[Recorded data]

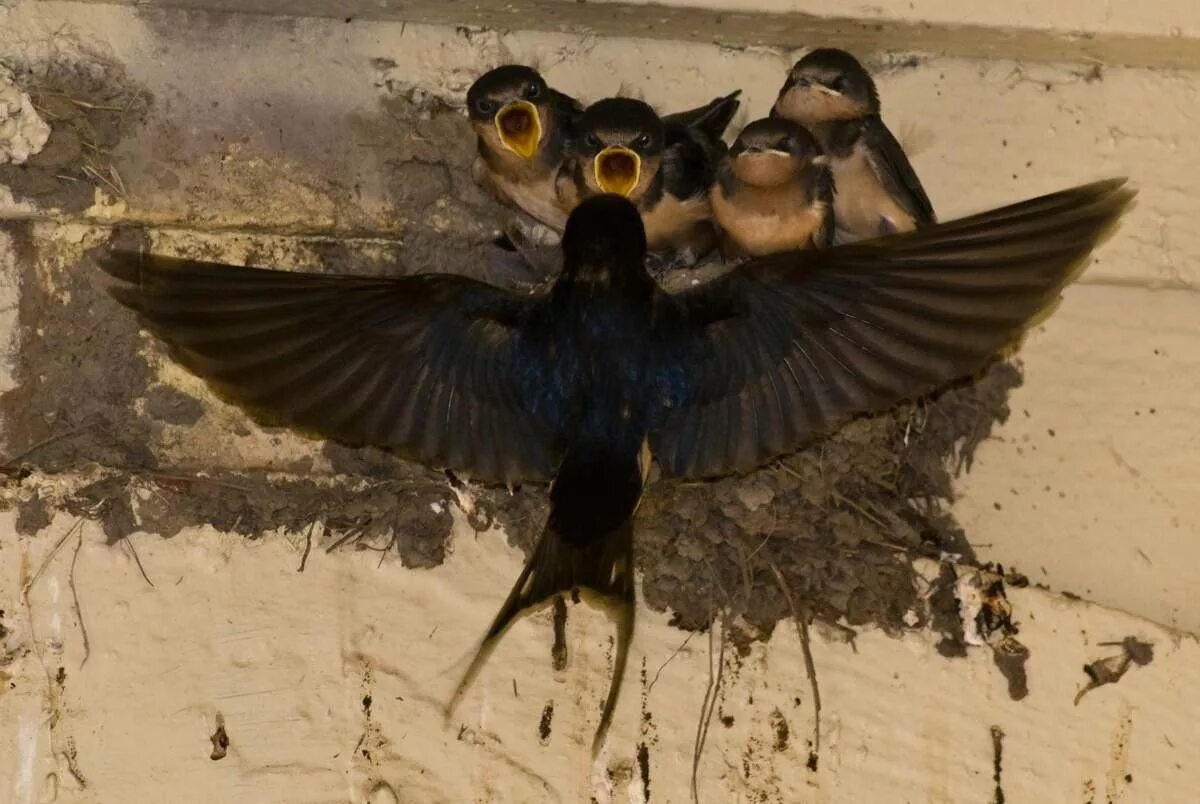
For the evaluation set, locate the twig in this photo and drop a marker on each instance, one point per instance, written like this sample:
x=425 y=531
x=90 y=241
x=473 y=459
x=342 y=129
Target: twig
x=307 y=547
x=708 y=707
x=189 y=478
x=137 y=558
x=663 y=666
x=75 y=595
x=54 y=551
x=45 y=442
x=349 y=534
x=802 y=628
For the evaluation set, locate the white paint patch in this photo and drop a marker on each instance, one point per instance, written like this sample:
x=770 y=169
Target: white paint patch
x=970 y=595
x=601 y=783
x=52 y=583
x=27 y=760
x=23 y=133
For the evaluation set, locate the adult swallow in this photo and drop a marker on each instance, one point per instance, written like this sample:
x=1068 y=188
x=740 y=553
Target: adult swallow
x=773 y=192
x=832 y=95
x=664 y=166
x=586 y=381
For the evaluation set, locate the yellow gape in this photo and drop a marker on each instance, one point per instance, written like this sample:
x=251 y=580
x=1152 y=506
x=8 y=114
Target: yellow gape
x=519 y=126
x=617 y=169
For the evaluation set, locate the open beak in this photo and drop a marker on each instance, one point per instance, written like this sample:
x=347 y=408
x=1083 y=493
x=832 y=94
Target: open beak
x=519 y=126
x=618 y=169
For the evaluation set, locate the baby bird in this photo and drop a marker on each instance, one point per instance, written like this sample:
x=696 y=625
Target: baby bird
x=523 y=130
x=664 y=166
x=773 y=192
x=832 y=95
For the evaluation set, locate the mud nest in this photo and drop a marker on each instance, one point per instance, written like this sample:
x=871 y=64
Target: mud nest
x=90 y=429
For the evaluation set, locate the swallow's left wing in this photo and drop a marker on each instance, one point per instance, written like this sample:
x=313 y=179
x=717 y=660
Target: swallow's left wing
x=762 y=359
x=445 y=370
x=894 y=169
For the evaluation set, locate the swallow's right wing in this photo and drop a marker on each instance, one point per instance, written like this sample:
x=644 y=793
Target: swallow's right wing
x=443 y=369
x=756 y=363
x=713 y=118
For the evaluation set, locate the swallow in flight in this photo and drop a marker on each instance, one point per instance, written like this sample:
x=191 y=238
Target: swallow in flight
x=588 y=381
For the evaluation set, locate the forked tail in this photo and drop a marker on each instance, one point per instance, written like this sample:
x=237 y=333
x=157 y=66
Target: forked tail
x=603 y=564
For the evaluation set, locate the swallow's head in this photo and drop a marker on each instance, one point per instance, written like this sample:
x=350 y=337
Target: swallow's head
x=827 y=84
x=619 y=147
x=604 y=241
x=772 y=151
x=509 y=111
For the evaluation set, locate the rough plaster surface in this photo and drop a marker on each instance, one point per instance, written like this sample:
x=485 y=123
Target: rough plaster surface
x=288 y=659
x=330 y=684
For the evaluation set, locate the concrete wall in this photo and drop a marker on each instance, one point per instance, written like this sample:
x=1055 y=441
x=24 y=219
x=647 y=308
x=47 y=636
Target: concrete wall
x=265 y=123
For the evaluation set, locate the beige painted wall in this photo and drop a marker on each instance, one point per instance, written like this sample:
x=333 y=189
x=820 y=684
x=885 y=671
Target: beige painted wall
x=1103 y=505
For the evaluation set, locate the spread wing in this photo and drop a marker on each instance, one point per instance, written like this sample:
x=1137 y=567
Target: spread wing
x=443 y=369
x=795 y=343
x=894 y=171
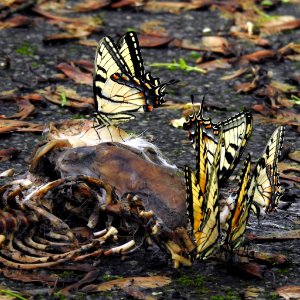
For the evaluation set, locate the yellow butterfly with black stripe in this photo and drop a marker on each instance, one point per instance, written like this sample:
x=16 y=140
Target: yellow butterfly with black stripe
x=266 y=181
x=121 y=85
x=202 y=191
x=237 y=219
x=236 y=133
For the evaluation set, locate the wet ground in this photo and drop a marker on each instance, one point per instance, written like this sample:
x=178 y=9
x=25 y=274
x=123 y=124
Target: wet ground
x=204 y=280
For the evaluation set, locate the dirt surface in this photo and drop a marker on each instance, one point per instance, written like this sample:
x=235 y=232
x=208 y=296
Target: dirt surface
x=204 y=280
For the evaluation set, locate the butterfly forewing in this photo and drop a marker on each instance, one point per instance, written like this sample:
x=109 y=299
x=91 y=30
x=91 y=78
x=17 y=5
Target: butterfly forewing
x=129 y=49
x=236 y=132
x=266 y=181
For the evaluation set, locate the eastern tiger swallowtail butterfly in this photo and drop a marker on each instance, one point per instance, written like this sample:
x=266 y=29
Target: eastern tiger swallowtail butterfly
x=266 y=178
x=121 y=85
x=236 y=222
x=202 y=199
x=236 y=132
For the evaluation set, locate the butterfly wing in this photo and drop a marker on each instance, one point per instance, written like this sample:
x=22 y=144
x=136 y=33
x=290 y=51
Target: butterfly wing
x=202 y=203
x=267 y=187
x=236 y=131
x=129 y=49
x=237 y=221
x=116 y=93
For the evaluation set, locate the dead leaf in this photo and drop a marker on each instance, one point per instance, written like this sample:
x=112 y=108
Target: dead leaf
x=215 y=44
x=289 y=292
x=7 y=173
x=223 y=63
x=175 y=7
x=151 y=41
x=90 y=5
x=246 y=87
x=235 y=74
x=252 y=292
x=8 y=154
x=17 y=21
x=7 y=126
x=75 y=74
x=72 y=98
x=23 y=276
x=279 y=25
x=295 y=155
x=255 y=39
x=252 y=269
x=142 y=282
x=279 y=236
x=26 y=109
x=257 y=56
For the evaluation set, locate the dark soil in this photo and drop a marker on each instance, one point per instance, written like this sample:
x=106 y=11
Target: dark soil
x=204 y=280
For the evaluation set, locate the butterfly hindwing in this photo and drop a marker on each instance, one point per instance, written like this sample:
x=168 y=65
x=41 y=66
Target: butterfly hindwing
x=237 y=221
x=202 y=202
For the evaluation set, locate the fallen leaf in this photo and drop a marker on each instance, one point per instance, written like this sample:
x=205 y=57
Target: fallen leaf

Task requirements: Convert every line of the records above into a numbered list, skipping any blank lines. Leave the pictures out of your list.

Right answer:
1. For the evaluation set, locate the twig in this photo and drop a marker on each instance, one point per instance, written like this sample:
2. x=425 y=531
3. x=90 y=241
4. x=473 y=459
5. x=342 y=129
6. Target: twig
7. x=307 y=547
8. x=708 y=707
9. x=189 y=478
10. x=137 y=558
11. x=663 y=666
12. x=75 y=595
13. x=54 y=551
14. x=45 y=442
15. x=349 y=534
16. x=802 y=628
17. For the evaluation set, locate the white paint patch in this photo and drop a marker on each instance, one point per instance, written like this sample:
18. x=770 y=169
19. Target: white paint patch
20. x=970 y=595
21. x=601 y=783
22. x=52 y=583
23. x=27 y=760
24. x=23 y=133
25. For the evaluation set, locate the adult swallow in this photo and drop a marker on each instance, one point per instance, written like this sample:
26. x=1068 y=188
27. x=740 y=553
28. Target: adult swallow
29. x=773 y=192
30. x=832 y=95
31. x=664 y=166
32. x=586 y=381
33. For the evaluation set, locate the yellow gape in this photo and drop a marker on each instance, one point per instance, written like this sample:
34. x=251 y=580
35. x=1152 y=506
36. x=8 y=114
37. Target: yellow gape
38. x=519 y=126
39. x=617 y=169
40. For the evaluation set, locate the open beak in this photo and drop a marker on each instance, one point per instance, written like this sample:
41. x=347 y=408
42. x=1083 y=493
43. x=832 y=94
44. Target: open beak
45. x=519 y=126
46. x=618 y=169
47. For the evaluation set, locate the baby bird in this photo and drop a marker on each instance, one point per instance, written like this sample:
48. x=696 y=625
49. Target: baby bird
50. x=523 y=130
51. x=664 y=166
52. x=773 y=192
53. x=832 y=95
54. For the evaluation set, locate the mud nest in this photo and drop a marker on each instance, one point per instance, written like this sample:
55. x=871 y=64
56. Target: mud nest
57. x=90 y=429
58. For the evaluation set, locate the swallow's left wing in this photo and drop a marker on each instance, one point per instance, written like this sample:
59. x=313 y=179
60. x=717 y=660
61. Target: swallow's left wing
62. x=762 y=359
63. x=445 y=370
64. x=894 y=169
65. For the evaluation set, locate the swallow's right wing in this photo and drop a marker on each instance, one point per instance, written like this sample:
66. x=644 y=793
67. Target: swallow's right wing
68. x=443 y=369
69. x=756 y=363
70. x=713 y=118
71. For the evaluation set, locate the swallow in flight in this photo and drop a marker on each instance, one point per instance, written like this sample:
72. x=191 y=238
73. Target: swallow in flight
74. x=588 y=381
75. For the evaluation set, locate the forked tail in this photo and drop a marker on each instance, one point per instance, written like this sample:
76. x=237 y=333
77. x=157 y=66
78. Target: forked tail
79. x=603 y=564
80. For the evaluation set, locate the swallow's head in this photo and drop a marker on each instance, one point per instance, written like this sample:
81. x=350 y=337
82. Target: swallow's head
83. x=827 y=84
84. x=619 y=147
85. x=604 y=241
86. x=772 y=151
87. x=509 y=111
88. For the evaluation set, locate the rough plaster surface in this photo and drop a marker on each instance, one point per instance, written like this sample:
89. x=485 y=123
90. Target: rough plaster surface
91. x=288 y=659
92. x=330 y=684
93. For the evaluation set, locate the concrete wall in this photo and drop a marker on each instance, one point per instance, written like this sample:
94. x=1055 y=441
95. x=24 y=219
96. x=647 y=308
97. x=47 y=636
98. Target: concrete wall
99. x=265 y=123
100. For the evaluation set, locate the beige painted wall in this photo and drop a marker on each instance, one point per instance, written like this sample:
101. x=333 y=189
102. x=820 y=684
103. x=885 y=671
104. Target: beige painted wall
105. x=1103 y=505
106. For the evaluation set, locate the spread wing in this photo and drop a marker on each instance, one point per instance, written like this sample:
107. x=1137 y=567
108. Target: spread wing
109. x=443 y=369
110. x=795 y=343
111. x=894 y=171
112. For the evaluation set, locate the yellow butterfly with black stripe in this photo and drop a marker on each instance, one point per instance, written like this sample:
113. x=16 y=140
114. Target: yellow butterfly with black stripe
115. x=266 y=181
116. x=121 y=85
117. x=202 y=191
118. x=237 y=219
119. x=236 y=133
120. For the evaluation set, locate the wet ground in this photo and drop a marker on each instance, one point per instance, written like this sample:
121. x=178 y=9
122. x=25 y=274
123. x=123 y=124
124. Target: wet ground
125. x=204 y=280
126. For the evaluation set, locate the dirt surface in this photo and drop a marker on each instance, one point per instance, written like this sample:
127. x=235 y=232
128. x=208 y=296
129. Target: dirt surface
130. x=204 y=280
131. For the evaluation set, locate the butterfly forewing in this photo and drop a marker on each instance, one point per instance, written like this sample:
132. x=109 y=299
133. x=91 y=30
134. x=91 y=78
135. x=17 y=5
136. Target: butterfly forewing
137. x=129 y=49
138. x=236 y=132
139. x=266 y=181
140. For the evaluation set, locate the eastern tiger swallowtail butterfly in this photo and drop a marker on each instance, one point per instance, written like this sample:
141. x=266 y=29
142. Target: eastern tiger swallowtail butterfly
143. x=266 y=178
144. x=121 y=85
145. x=236 y=222
146. x=202 y=199
147. x=236 y=132
148. For the evaluation set, locate the butterfly wing in this photo and drop a marker on each instance, one point per instance, written like this sample:
149. x=22 y=144
150. x=136 y=33
151. x=290 y=51
152. Target: butterfly wing
153. x=202 y=203
154. x=267 y=187
155. x=236 y=131
156. x=129 y=49
157. x=237 y=221
158. x=116 y=93
159. For the evaluation set, locate the dead leaf in this photo and drop a marker on each instance, one point per instance, written like this sample:
160. x=112 y=108
161. Target: dead leaf
162. x=215 y=44
163. x=289 y=292
164. x=7 y=173
165. x=223 y=63
166. x=175 y=7
167. x=151 y=41
168. x=90 y=5
169. x=246 y=87
170. x=235 y=74
171. x=252 y=292
172. x=8 y=154
173. x=17 y=21
174. x=7 y=126
175. x=75 y=74
176. x=72 y=98
177. x=23 y=276
178. x=279 y=25
179. x=295 y=155
180. x=255 y=39
181. x=252 y=269
182. x=142 y=282
183. x=279 y=236
184. x=26 y=109
185. x=257 y=56
186. For the evaluation set, locate the dark soil in this photo and drop a marker on each instance, one point per instance, written like this sample:
187. x=106 y=11
188. Target: dark soil
189. x=204 y=280
190. For the evaluation set, locate the butterfly hindwing in this photo and drop a marker on each instance, one point per instance, written like this sample:
191. x=168 y=65
192. x=41 y=66
193. Target: butterfly hindwing
194. x=237 y=221
195. x=202 y=202
196. For the evaluation set, locate the fallen leaf in this photo and drop a marker on each instance, one point per instance, written like this sample:
197. x=205 y=57
198. Target: fallen leaf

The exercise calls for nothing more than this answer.